Task brief: Pull out every line of the data below that contains the word "green".

Task material:

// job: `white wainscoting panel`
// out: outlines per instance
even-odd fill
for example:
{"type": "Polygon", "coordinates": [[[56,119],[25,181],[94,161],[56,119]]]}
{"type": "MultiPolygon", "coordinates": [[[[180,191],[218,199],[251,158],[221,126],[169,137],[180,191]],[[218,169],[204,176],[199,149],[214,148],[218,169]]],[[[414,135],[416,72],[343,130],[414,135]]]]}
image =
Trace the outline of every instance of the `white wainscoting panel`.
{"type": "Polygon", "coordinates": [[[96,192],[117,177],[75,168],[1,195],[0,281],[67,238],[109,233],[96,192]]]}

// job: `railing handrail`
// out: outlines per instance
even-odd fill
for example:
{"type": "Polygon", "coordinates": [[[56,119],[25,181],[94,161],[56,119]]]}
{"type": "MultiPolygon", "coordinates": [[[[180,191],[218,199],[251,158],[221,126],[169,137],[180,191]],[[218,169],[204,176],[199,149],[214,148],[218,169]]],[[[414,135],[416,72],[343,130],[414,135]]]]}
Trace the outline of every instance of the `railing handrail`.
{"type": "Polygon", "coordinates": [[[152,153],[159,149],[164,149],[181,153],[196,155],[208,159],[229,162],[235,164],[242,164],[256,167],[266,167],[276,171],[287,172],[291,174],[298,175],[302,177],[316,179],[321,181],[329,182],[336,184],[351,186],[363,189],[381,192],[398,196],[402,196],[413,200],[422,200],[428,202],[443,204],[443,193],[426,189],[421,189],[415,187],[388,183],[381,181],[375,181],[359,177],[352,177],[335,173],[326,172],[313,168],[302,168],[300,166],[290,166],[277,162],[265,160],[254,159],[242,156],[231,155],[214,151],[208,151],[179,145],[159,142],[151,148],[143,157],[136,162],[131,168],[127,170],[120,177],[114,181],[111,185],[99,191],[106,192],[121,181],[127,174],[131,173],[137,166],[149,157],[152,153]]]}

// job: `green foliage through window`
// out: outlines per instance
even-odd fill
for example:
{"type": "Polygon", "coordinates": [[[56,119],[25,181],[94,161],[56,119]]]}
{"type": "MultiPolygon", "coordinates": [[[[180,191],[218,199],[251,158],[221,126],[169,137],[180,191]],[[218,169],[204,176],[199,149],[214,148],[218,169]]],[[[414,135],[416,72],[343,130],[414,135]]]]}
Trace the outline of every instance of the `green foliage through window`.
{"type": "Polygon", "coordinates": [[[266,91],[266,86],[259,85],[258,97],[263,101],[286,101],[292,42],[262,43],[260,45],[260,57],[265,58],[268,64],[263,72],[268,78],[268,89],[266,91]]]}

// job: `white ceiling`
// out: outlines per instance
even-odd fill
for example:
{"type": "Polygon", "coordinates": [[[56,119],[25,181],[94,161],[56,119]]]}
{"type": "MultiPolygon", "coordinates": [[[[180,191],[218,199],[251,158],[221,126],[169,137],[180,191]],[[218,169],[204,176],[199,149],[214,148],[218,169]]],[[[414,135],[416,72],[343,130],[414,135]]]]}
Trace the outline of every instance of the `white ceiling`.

Result of the exercise:
// job: `green foliage through window`
Trace the outline of every instance of the `green foliage through window`.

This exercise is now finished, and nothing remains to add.